• [読解用の抜粋]:

--- --- ---

遅行スパンは、過去の同位置にあるローソク足との位置関係を確認する事で、
今の相場が買い優勢なのか、それとも売り優勢なのかを
教えてくれるインジケーターです。

具体的には、
スーバーボリンジャーの場合はローソク足21本分過去にずらして、
スパンモデルの場合はローソク足26本分過去にずらして、
その位置にあるローソク足よりも上にあるのか下にあるのかを確認する事で、
見ている時間軸の中期的な流れを把握できます。

しかしここでちょっと注意してほしいのが、あくまでも遅行スパンというのは、
買い優勢であるか売り優勢であるかを見る為の指標であって、
遅行スパンが陽転しているから上昇トレンドだとか、
陰転しているから下降トレンドだとかいう判断には直結していません。
(個人的見解を含む)

買い優勢と上昇トレンドは意味が違います。
売り優勢と下降トレンドは意味が違います。

--- --- ---

• [データ一覧]:
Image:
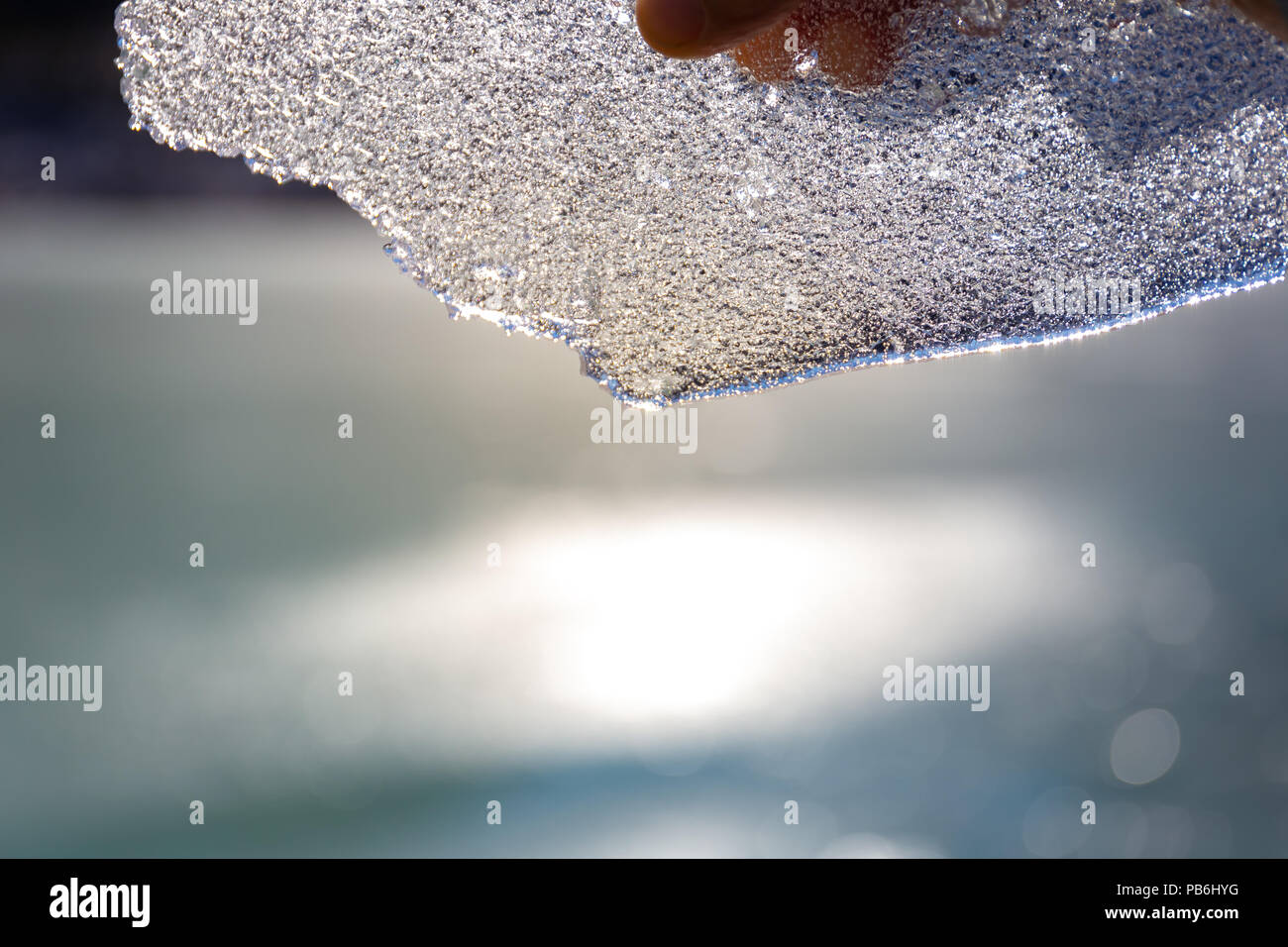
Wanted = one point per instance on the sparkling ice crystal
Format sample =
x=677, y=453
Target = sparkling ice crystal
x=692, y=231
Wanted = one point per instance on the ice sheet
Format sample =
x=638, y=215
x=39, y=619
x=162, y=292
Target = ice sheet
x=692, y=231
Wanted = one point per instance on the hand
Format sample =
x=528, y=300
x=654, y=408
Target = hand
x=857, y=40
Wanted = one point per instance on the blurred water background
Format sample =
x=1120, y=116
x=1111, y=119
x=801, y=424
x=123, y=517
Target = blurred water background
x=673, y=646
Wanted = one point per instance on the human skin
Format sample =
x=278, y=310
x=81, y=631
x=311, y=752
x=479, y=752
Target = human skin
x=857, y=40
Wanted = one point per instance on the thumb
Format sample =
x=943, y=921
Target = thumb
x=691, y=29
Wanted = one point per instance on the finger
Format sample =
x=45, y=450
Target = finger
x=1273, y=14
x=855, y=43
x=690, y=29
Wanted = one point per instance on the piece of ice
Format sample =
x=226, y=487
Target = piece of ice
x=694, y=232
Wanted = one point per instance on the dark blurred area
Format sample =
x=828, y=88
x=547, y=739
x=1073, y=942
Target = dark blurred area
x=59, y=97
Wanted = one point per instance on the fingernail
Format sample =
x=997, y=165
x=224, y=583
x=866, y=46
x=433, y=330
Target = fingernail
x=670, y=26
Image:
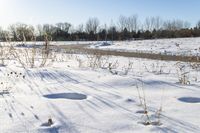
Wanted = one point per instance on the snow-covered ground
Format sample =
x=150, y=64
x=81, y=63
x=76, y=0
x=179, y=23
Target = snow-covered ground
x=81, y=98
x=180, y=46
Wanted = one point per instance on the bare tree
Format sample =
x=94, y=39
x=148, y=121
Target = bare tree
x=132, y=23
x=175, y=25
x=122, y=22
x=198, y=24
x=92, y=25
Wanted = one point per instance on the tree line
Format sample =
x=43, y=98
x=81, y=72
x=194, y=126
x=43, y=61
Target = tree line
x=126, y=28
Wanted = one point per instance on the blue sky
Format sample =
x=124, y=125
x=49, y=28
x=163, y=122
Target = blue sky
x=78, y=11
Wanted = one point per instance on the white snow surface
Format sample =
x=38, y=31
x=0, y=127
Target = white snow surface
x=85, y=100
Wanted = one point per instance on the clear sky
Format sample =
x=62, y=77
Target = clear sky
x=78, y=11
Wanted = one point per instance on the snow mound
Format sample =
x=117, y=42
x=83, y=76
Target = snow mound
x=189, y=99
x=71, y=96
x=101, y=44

--- --- ---

• [課題の目的 1]:
遅行スパンの解説文のうち、「遅行スパンは、過去の同位置にあるローソク足との位置関係を確認する事で、」で始まり「見ている時間軸の中期的な流れを把握できます。」で終わる部分を、一字も変えずに書き写すこと。
• [課題の目的 2]:
遅行スパンの解説文について、次の問いに答えること。
(a) スパンモデルの場合、ローソク足何本分過去にずらすか。
(b) 位置関係を確認することで、どのような流れを把握できるとされているか。
(c) 遅行スパンは何を見るための指標だと述べられているか。

• [課題の解答 1]:
遅行スパンは、過去の同位置にあるローソク足との位置関係を確認する事で、
今の相場が買い優勢なのか、それとも売り優勢なのかを
教えてくれるインジケーターです。

具体的には、
スーバーボリンジャーの場合はローソク足21本分過去にずらして、
スパンモデルの場合はローソク足26本分過去にずらして、
その位置にあるローソク足よりも上にあるのか下にあるのかを確認する事で、
見ている時間軸の中期的な流れを把握できます。

• [課題の解答 2]:
(a) ローソク足26本分過去にずらす。
(b) 見ている時間軸の中期的な流れを把握できるとされている。
(c) 買い優勢であるか売り優勢であるかを見るための指標だと述べられている。